> AIM OF THE TASK
Every entry below is to be retyped exactly as it stands.
::::::
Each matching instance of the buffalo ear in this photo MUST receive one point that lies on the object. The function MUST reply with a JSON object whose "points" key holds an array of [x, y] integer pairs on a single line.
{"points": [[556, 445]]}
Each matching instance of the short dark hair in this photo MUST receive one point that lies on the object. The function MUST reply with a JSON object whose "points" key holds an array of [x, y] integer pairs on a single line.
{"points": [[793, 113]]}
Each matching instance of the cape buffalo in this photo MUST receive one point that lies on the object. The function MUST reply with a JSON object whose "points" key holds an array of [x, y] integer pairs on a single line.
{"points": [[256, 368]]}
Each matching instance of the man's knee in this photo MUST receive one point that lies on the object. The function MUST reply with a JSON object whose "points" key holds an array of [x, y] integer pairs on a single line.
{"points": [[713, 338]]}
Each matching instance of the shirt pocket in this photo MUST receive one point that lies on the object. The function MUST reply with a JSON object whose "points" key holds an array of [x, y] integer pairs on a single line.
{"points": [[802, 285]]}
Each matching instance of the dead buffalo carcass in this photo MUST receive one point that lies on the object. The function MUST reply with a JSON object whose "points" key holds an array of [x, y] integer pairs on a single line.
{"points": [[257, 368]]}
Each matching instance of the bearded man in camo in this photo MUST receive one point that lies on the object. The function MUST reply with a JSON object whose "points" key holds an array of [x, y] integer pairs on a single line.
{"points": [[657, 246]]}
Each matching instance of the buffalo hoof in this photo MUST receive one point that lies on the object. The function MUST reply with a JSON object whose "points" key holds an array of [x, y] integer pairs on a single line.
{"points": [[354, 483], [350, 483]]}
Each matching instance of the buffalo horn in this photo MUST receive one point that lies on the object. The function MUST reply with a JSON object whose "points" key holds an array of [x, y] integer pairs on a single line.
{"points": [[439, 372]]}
::::::
> TASK SOLUTION
Each matching instance of the buffalo ear in this photo MUST receive one point that lies on the object. The function MUST reply with a JSON object whose "points" key holds an array of [x, y] integer pairs on a single line.
{"points": [[556, 445]]}
Each matching instance of the short dark hair in this photo MUST receive one point that lies on the object. The function MUST reply with a JSON object whose "points" key holds an array of [x, y] integer pairs on a single line.
{"points": [[793, 113]]}
Each matching instance of the cape buffalo in this photo MUST receive one point that lies on the object. The function MUST reply with a JSON object whose "points" key holds an array of [x, y] integer pairs on a single line.
{"points": [[256, 368]]}
Each matching instance of the man's knee in this photo MUST receive one point that lies on the object. The function MUST reply with a JSON object whose "points" key holds an array of [x, y] integer pairs on a single line.
{"points": [[713, 338]]}
Each matching instance of the shirt pocket in this photo MUST receive one point that lies on the object. The function MUST reply with a JSON object whose "points" key holds an array of [x, y] integer pairs on a single line.
{"points": [[802, 285]]}
Each matching instance of the dead buffalo carcass in this photo MUST receive one point that lies on the object. The function MUST reply with a JSON object whose "points" key holds an array of [x, y] integer pairs on a single line.
{"points": [[257, 368]]}
Each matching instance of the bearded man in camo in this photo MUST receive one point that lies on the object. The function MUST reply with a JSON object whose "points" key holds an array of [x, y] integer pairs on a single line.
{"points": [[657, 246]]}
Each matching instance of the buffalo hoof in this photo MUST receive one point that lies on the object. The function MUST reply with a JSON object whose "points" key holds an array of [x, y] integer pairs on a single line.
{"points": [[354, 483], [350, 483]]}
Each matching instance of the buffalo horn in this photo MUST receive one point that lies on the object. The function MUST reply with a JSON object whose "points" key holds an array of [x, y] integer pairs on a single line.
{"points": [[439, 372]]}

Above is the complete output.